*** RECORD EXCERPTS ***

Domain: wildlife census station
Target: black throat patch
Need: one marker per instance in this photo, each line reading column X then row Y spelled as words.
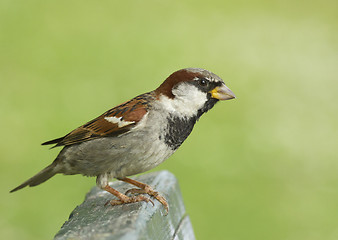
column 178, row 129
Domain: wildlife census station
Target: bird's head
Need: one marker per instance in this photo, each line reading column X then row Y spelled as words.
column 192, row 91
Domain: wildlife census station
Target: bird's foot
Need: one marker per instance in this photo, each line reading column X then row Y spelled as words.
column 134, row 199
column 124, row 199
column 150, row 191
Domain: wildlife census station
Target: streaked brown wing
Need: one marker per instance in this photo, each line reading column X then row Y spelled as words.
column 112, row 123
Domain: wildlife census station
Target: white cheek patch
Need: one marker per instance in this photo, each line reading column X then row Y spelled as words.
column 120, row 123
column 188, row 100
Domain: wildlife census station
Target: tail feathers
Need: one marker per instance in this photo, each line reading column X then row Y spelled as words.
column 39, row 178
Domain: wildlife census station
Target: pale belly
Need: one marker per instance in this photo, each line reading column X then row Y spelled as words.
column 121, row 156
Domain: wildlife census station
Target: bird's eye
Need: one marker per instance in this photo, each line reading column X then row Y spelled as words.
column 203, row 82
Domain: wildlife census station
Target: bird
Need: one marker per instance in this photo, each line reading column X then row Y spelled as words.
column 136, row 135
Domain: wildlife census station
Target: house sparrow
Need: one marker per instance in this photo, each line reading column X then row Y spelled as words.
column 137, row 135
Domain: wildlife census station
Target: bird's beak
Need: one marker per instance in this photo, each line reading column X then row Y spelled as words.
column 222, row 93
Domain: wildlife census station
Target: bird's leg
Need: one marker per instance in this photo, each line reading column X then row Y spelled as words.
column 144, row 188
column 124, row 199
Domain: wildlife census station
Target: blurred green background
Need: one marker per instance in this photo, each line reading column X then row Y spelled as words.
column 262, row 166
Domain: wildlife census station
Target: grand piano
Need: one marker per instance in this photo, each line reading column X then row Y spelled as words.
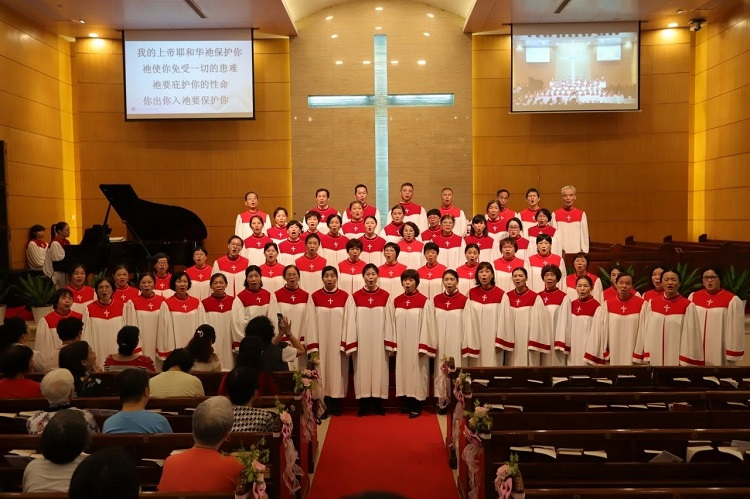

*** End of RECORD EXCERPTS ***

• [ACTION ITEM]
Write out each line of the data above exactly, starting at the top and finishing with the line containing "Target: white cheek patch"; omit the pictures.

• [ANSWER BOX]
Domain: wildlife census station
Target: black throat patch
Need: one marker per instance in this photo, each line reading column X then row Y spelled as words.
column 178, row 129
Domain: wildlife census station
Target: bird's head
Need: one marker per instance in this photo, each line reading column X then row Y spelled as words.
column 192, row 91
Domain: wildlife census station
Target: bird's foot
Need: one marker per instance in this photo, each line reading column X then row Y spelled as words.
column 134, row 199
column 124, row 199
column 150, row 191
Domain: wildlife census station
Target: streaked brown wing
Need: one marker per instance in this photo, each line reading column X then row Y spelled as words.
column 112, row 123
Domain: wildlife census station
Target: white cheek patch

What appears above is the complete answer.